> Exercise instructions
a. According to the passage on religious tensions in Myanmar, in which city did Buddhist mobs attack the offices of international humanitarian groups?
b. Resume the passage on religious tensions in Myanmar, picking up right after its final sentence.

*** Text segment Section Begins ***

But in a climate where many Buddhists feel their religious traditions are under threat by foreign forces, monks or activists who speak out against religious intolerance risk danger if they speak out too far, or if they are seen as being backed by the international community, she said.
“It’s very dicey for the international community to be seen to be supporting these things too enthusiastically,” she said.
In western Myanmar, Rakhines, who are predominantly Buddhist and an ethnic minority in Myanmar, have lashed out at foreign aid groups they perceive as favoring ethnic minority Muslim Rohingyas—considered outsiders in Myanmar—over their own community.
Late last month, Buddhist mobs attacked the offices of international humanitarian groups in the state capital Sittwe, chasing aid workers from the state and causing the biggest disruption of aid in the area in years.
International rights groups have accused Myanmar’s leaders of having a weak response to sectarian clashes over the past two years, urging President Thein Sein and opposition leader Aung San Suu Kyi to speak out against anti-Muslim messages.
But to many in Myanmar, the criticism “looks like a threat,” said Priscilla Clapp, former charge d’affaires at the U.S. Embassy in Myanmar and current adviser to the Asia Society and U.S. Institute of Peace.
International rights groups’ use of terms such as “genocide” or “ethnic cleansing” to raise alarm about anti-Muslim violence often have the opposite effect from their intended end, and rights groups could do better to find ways to engage in dialogue instead, she said.
“We as an international community need to rethink our approach to this,” she said.
“It’s going to take a lot of quiet, patient work.”
Tensions could heighten over the next year as campaigns ramp up ahead of hotly contested national elections in late 2015, if political parties take up anti-Islamic messages in their campaigns, Clapp warned.
Some political groups have already begun promoting “exclusionary” messages about protecting Myanmar’s national culture and religion, she said.

*** Text segment Section Ends ***
*** Recorded data Section Begins ***

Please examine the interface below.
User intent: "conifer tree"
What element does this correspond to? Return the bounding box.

*** Recorded data Section Ends ***
*** Recorded data Section Begins ***

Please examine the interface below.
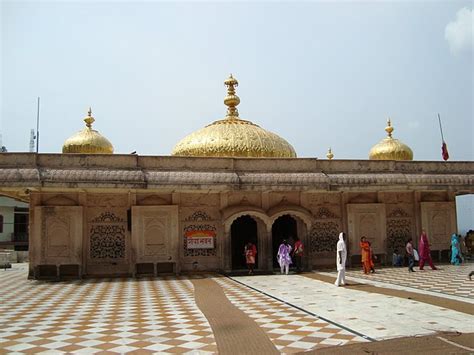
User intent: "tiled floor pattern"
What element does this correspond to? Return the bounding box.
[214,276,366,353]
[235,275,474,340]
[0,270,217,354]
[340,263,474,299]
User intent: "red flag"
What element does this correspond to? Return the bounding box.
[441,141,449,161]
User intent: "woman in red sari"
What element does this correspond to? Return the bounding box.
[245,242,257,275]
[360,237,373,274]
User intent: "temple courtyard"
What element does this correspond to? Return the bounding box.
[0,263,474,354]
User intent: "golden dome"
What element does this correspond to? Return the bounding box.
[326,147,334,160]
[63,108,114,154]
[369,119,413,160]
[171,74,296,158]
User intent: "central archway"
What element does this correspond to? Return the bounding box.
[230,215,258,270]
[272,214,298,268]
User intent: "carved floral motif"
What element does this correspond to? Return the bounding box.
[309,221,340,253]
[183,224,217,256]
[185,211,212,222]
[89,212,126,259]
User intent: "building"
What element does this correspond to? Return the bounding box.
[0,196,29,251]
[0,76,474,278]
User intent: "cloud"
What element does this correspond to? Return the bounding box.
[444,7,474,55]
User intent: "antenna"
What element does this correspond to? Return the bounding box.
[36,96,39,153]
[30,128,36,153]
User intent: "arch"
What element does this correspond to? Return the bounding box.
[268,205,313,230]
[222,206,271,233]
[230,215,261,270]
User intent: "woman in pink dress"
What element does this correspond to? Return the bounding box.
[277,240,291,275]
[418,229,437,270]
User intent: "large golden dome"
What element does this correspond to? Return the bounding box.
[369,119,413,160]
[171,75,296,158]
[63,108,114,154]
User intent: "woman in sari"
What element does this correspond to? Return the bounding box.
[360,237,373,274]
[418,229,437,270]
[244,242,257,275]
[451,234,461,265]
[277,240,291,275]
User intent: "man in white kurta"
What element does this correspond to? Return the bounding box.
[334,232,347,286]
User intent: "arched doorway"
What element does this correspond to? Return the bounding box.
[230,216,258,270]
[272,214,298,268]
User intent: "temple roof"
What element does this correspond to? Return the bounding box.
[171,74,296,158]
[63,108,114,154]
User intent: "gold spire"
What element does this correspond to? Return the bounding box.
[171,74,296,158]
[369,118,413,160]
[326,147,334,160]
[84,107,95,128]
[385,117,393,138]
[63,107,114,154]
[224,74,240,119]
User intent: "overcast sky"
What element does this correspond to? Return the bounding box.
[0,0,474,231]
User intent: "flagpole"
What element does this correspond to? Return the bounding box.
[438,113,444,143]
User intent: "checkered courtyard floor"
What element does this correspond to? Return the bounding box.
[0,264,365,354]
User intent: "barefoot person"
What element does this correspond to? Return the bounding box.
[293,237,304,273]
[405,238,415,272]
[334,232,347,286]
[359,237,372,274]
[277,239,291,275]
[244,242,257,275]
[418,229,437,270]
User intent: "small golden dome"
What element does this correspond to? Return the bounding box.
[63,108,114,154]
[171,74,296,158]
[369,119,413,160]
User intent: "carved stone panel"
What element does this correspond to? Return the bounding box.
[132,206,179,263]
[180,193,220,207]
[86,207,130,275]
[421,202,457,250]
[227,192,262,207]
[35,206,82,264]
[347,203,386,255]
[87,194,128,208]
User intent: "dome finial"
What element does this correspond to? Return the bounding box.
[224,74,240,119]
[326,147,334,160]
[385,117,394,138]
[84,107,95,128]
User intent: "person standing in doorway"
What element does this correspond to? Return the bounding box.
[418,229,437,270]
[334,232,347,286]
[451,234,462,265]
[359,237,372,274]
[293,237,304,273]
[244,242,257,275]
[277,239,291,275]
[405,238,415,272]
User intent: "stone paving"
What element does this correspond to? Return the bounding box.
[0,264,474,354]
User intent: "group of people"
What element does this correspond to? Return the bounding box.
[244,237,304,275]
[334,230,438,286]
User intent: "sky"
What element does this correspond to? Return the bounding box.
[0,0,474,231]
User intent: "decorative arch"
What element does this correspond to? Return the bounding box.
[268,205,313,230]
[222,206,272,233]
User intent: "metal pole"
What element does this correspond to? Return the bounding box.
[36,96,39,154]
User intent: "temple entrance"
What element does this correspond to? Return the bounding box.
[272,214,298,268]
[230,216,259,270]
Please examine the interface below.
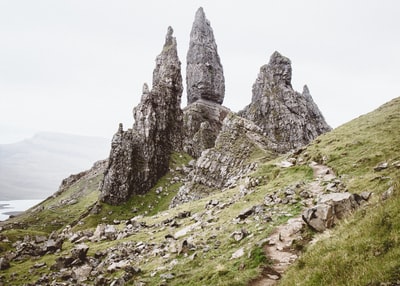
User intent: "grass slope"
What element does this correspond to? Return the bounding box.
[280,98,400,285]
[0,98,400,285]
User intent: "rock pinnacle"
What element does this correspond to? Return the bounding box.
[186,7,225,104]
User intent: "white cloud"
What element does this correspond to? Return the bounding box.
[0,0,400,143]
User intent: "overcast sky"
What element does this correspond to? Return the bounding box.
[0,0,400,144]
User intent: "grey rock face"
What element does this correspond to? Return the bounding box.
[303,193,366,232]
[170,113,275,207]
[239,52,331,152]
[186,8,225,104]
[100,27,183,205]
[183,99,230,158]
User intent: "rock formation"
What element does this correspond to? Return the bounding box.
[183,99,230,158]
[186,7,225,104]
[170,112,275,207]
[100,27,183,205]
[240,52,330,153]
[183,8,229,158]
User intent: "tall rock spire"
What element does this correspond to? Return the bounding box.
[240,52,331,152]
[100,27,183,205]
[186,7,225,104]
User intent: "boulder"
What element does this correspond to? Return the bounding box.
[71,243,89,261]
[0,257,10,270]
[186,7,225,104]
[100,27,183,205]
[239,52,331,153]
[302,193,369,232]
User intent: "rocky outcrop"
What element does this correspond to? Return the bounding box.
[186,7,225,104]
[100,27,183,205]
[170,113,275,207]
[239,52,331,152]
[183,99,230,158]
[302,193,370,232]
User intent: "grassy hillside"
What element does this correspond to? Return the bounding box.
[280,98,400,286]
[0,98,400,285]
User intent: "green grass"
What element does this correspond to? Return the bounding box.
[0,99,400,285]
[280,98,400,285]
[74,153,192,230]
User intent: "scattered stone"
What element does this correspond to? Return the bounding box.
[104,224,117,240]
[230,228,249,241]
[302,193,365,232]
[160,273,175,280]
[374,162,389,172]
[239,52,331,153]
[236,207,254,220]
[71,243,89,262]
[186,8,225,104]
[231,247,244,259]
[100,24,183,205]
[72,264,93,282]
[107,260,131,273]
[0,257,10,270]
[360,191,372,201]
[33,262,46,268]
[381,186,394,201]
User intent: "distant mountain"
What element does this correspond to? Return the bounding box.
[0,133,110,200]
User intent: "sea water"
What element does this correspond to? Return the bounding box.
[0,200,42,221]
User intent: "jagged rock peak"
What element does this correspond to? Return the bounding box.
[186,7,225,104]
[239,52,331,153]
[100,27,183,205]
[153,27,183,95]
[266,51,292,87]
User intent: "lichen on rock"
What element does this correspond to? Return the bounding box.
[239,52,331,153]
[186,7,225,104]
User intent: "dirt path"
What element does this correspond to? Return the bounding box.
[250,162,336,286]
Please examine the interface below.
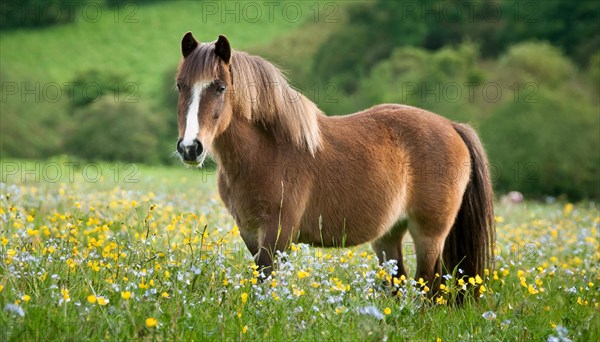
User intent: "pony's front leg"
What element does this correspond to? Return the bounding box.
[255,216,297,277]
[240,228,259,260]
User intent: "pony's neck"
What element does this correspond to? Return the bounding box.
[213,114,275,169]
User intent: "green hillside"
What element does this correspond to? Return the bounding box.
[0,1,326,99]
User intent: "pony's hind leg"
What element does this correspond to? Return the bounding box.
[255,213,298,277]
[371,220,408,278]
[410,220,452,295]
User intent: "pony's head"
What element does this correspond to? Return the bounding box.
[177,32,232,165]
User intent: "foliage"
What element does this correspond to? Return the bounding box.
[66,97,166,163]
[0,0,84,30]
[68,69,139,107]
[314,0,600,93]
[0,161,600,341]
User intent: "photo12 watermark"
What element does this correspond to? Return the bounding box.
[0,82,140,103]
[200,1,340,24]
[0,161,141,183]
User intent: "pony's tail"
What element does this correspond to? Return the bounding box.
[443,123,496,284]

*** Recorded data Section Ends ***
*** Recorded data Section Begins ***

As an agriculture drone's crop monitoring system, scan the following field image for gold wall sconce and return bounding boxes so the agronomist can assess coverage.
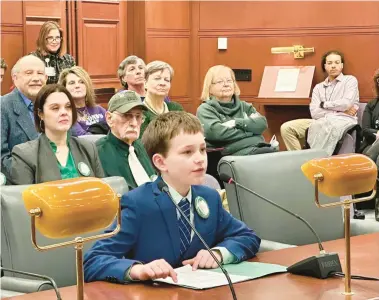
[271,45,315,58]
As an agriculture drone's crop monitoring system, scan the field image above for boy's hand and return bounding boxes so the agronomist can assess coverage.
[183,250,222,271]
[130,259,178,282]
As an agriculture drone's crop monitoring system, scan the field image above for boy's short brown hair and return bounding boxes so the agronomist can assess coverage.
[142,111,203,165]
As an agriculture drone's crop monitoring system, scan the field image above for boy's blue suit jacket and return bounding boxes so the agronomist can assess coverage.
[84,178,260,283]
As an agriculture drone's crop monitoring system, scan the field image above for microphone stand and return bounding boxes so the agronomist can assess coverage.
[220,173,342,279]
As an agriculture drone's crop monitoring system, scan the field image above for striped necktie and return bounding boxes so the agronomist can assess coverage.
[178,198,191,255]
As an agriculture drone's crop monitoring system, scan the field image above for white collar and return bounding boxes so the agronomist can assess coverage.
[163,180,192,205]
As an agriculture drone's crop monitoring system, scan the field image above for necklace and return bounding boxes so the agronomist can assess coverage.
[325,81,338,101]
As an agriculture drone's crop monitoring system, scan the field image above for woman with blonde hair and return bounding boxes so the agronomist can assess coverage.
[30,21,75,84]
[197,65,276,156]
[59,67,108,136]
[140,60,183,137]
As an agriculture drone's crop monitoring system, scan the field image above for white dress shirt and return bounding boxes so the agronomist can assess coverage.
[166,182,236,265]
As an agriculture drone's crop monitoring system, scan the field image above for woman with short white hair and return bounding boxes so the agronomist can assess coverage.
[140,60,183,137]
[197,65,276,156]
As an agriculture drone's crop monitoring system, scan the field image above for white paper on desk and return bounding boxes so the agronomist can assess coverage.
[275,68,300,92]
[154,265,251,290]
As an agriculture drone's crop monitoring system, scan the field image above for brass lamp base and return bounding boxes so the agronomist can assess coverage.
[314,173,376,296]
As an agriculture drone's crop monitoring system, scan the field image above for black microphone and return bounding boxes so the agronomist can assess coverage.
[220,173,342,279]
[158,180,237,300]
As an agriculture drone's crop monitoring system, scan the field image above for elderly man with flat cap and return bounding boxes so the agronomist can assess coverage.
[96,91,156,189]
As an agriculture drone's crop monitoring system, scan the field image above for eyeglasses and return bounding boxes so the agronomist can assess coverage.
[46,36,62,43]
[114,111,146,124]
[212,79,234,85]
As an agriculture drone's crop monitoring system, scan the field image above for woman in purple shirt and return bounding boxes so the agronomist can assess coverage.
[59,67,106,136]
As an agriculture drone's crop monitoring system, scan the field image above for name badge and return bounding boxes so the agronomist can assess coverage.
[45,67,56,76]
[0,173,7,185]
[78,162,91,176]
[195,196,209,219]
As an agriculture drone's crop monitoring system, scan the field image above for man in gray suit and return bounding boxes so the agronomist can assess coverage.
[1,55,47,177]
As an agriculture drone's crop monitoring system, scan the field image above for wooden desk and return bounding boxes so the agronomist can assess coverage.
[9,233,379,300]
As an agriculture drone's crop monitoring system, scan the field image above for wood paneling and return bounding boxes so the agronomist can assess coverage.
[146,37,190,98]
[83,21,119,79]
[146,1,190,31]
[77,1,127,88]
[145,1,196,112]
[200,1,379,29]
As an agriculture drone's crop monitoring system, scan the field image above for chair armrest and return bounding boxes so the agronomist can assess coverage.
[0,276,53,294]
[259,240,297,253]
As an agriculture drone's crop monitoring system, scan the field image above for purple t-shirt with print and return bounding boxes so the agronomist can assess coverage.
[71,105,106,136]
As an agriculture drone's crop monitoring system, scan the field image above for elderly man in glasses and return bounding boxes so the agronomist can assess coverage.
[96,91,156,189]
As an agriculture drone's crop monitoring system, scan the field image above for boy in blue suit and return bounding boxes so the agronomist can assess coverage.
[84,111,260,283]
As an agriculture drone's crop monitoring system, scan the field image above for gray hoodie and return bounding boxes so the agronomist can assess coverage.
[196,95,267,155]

*** Recorded data Section Ends ***

> Answers to the exercises
a. Sittwe, the state capital

b.
The problem could be exacerbated by the upcoming results of national census conducted earlier this month, which will be the first full count of Myanmar’s population in 30 years and will produce data about ethnic demographics.
Preliminary finding from the census are expected in July 2014, with final results in early 2015.
The census “could show that there are more Muslims in the country than people knew about,” Hayward said.
Some civil society groups have also led efforts to start anti-hate speech campaigns, she said, saying that more efforts like those would be needed in the coming months.
“In the short term, in the next two years, we need Buddhist monks, Muslim imams, and a lot of other civil society and influential celebrities speaking out against hate speech and promoting coexistence as a way to ensure resilience, in the midst of the census and the campaign season,” she said.
Strengthening Myanmar’s police could also help improve responses to emerging tensions, said Win Min, a research fellow at the Centre for Economic and Social Development of the Myanmar Development Resource Institute.
Setting up information centers to stop inflammatory rumors from spreading could also help violence from getting out of hand, he said.
But in the longer term, Myanmar will have to address violence that has deep roots in Myanmar’s history, dating back to ethnically divisive policies under British colonial rule, he said.
“Many ethnic and religious groups consider other groups a threat to their existence,” Win Min said.
“All of our political systems have had that intolerance,” he said, noting that even under the democratic government in power in Myanmar’s early years of post-colonial independence, leaders practiced an “exclusion policy” that sidelined some ethnic groups.
Myanmar will need to improve its education system, which deteriorated under decades of military rule, and strengthen the rule of law in order to address the deeper causes in the long run, he said.